== Segment start ==
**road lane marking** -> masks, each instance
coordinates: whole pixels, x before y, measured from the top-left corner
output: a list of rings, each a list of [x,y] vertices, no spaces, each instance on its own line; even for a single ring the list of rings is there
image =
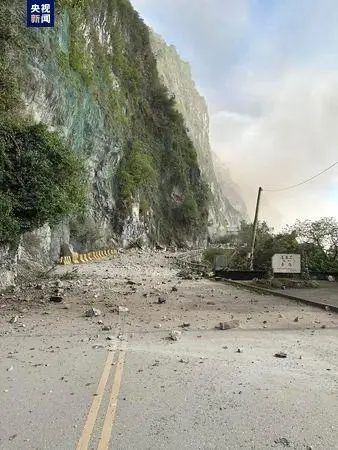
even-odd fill
[[[101,439],[99,442],[99,446],[97,447],[97,450],[108,450],[109,441],[112,433],[112,427],[115,420],[115,414],[116,414],[116,406],[117,406],[117,398],[119,396],[120,387],[121,387],[121,380],[122,380],[122,374],[123,374],[123,366],[124,366],[124,359],[126,355],[125,351],[125,345],[120,350],[119,358],[117,360],[117,366],[116,366],[116,372],[115,372],[115,378],[113,381],[111,393],[110,393],[110,399],[109,399],[109,405],[107,408],[106,417],[104,419]]]
[[[104,394],[104,389],[106,387],[106,384],[107,384],[107,381],[109,378],[113,360],[114,360],[114,352],[109,352],[106,362],[105,362],[105,365],[103,367],[101,379],[100,379],[96,394],[93,398],[93,402],[90,407],[90,410],[89,410],[89,413],[87,416],[87,420],[86,420],[85,426],[83,428],[82,435],[80,437],[80,440],[79,440],[76,450],[87,450],[88,449],[90,437],[92,435],[93,428],[94,428],[96,418],[97,418],[97,414],[100,409],[102,397]]]

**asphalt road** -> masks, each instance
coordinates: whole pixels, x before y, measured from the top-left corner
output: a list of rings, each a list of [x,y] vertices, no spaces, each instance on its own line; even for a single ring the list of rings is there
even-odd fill
[[[166,336],[3,338],[0,448],[338,448],[336,329]]]
[[[336,313],[182,280],[165,252],[78,268],[0,295],[1,450],[338,449]]]

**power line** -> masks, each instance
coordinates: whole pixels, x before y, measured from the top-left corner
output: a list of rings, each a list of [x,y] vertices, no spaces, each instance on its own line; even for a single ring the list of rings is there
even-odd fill
[[[291,186],[287,186],[281,189],[264,189],[265,192],[280,192],[280,191],[286,191],[288,189],[293,189],[295,187],[301,186],[302,184],[308,183],[309,181],[313,180],[314,178],[319,177],[320,175],[322,175],[325,172],[328,172],[330,169],[332,169],[334,166],[336,166],[338,164],[338,161],[336,161],[335,163],[331,164],[331,166],[327,167],[326,169],[322,170],[321,172],[317,173],[316,175],[314,175],[313,177],[308,178],[307,180],[301,181],[300,183],[297,184],[293,184]]]

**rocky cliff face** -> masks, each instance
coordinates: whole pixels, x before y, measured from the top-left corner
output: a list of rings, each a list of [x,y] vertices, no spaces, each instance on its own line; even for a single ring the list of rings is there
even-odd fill
[[[175,66],[166,70],[160,51],[167,54],[166,46],[153,41],[151,47],[149,30],[128,0],[56,4],[54,29],[29,29],[24,2],[1,2],[0,121],[46,124],[85,159],[88,204],[83,214],[56,217],[58,225],[5,246],[3,284],[12,281],[17,261],[47,264],[64,243],[77,252],[140,238],[200,245],[208,220],[219,229],[224,219],[234,224],[239,218],[215,181],[207,108],[188,66],[172,52]],[[0,185],[0,200],[1,194]]]
[[[3,270],[20,258],[56,259],[69,241],[78,252],[140,238],[204,242],[207,185],[158,78],[148,28],[128,0],[56,3],[54,29],[29,29],[24,2],[1,2],[0,120],[46,124],[84,158],[88,205],[25,233],[15,257],[5,247]]]
[[[211,151],[208,107],[196,88],[190,66],[180,58],[174,46],[168,45],[155,32],[151,33],[151,46],[161,80],[175,96],[196,148],[202,176],[213,193],[209,204],[209,234],[215,236],[237,228],[247,216],[246,207],[229,170]]]

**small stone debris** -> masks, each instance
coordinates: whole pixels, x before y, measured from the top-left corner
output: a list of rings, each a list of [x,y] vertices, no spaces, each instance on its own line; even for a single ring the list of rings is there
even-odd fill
== Segment end ==
» **WHAT TO WORK ON**: Reproduce all entries exactly. Pictures do not belong in the copy.

» **OUTPUT FOR THIS EXERCISE**:
**road lane marking** -> masks, each instance
coordinates: whole pixels, x before y, measured from the top-left corner
output: a list of rings, each a list of [x,y] vertices, no spaces, each instance on its own line; even for a single ring the list of rings is there
image =
even-odd fill
[[[101,439],[99,442],[99,446],[97,447],[97,450],[108,450],[109,441],[112,433],[112,427],[115,420],[115,414],[116,414],[116,406],[117,406],[117,398],[119,396],[120,387],[121,387],[121,380],[122,380],[122,374],[123,374],[123,366],[124,366],[124,359],[126,355],[125,351],[125,345],[120,350],[119,358],[117,360],[117,366],[116,366],[116,372],[115,372],[115,378],[113,381],[111,393],[110,393],[110,399],[109,399],[109,405],[107,408],[106,417],[104,419]]]
[[[104,394],[104,389],[106,387],[106,384],[107,384],[107,381],[109,378],[113,360],[114,360],[114,352],[109,352],[106,362],[105,362],[105,365],[103,367],[101,379],[100,379],[96,394],[93,398],[93,402],[90,407],[90,410],[89,410],[89,413],[87,416],[87,420],[86,420],[85,426],[83,428],[82,435],[80,437],[80,440],[79,440],[76,450],[87,450],[88,449],[90,437],[92,435],[93,428],[94,428],[96,418],[97,418],[97,414],[100,409],[102,397]]]

**asphalt road** -> masks, each instance
coordinates: whole pixels, x before y, measured from the top-left corner
output: a list of rings, each a list of [x,y] vertices, no spaces, each instance on its own line; even for a single ring the list of rings is there
even-odd fill
[[[166,336],[3,338],[0,448],[338,448],[336,329]]]
[[[336,313],[182,280],[165,252],[78,268],[0,295],[1,450],[338,449]]]

**power line** -> masks, each instance
coordinates: whole pixels, x before y, measured from the top-left corner
output: a list of rings, each a list of [x,y] vertices, no spaces, each instance on its own line; even for a single ring the list of rings is there
even-odd fill
[[[291,186],[287,186],[281,189],[264,189],[265,192],[280,192],[280,191],[286,191],[288,189],[293,189],[295,187],[301,186],[302,184],[308,183],[309,181],[313,180],[314,178],[319,177],[320,175],[322,175],[325,172],[328,172],[330,169],[332,169],[334,166],[336,166],[338,164],[338,161],[336,161],[335,163],[331,164],[331,166],[327,167],[326,169],[322,170],[321,172],[317,173],[316,175],[314,175],[313,177],[308,178],[307,180],[301,181],[300,183],[297,184],[293,184]]]

**rocky cliff face** -> masks, each instance
coordinates: whole pixels, x before y, measured from the top-left corner
output: a list of rings, each a list of [x,y] vertices, no spaces, each instance on its own line; even for a single ring the list of rings is there
even-odd fill
[[[175,66],[166,70],[160,51],[167,54],[166,46],[153,41],[151,47],[149,30],[128,0],[56,4],[54,29],[29,29],[24,2],[1,2],[0,121],[46,124],[85,159],[88,204],[83,214],[56,217],[58,225],[5,246],[3,284],[12,281],[17,261],[47,264],[64,243],[77,252],[140,238],[200,245],[208,220],[219,229],[224,219],[234,224],[239,218],[215,181],[207,108],[188,66],[172,52]],[[0,185],[0,200],[1,194]]]
[[[3,270],[20,258],[56,259],[69,241],[78,252],[140,238],[204,242],[207,185],[158,78],[148,28],[128,0],[56,3],[54,29],[29,29],[24,2],[1,2],[0,120],[46,124],[84,158],[88,205],[25,233],[15,257],[5,247]]]
[[[211,151],[208,107],[196,88],[190,66],[180,58],[174,46],[168,45],[155,32],[151,33],[151,46],[161,80],[175,96],[196,148],[202,176],[213,193],[209,204],[209,234],[215,236],[237,228],[247,216],[246,207],[229,170]]]

**small stone debris** -> masks, each instance
coordinates: whole pixels, x before y, measured from the top-left corner
output: a list of rings, each a list of [x,y] vertices, no spaces, each instance on its own line; even for a single ring the list of rings is there
even-odd fill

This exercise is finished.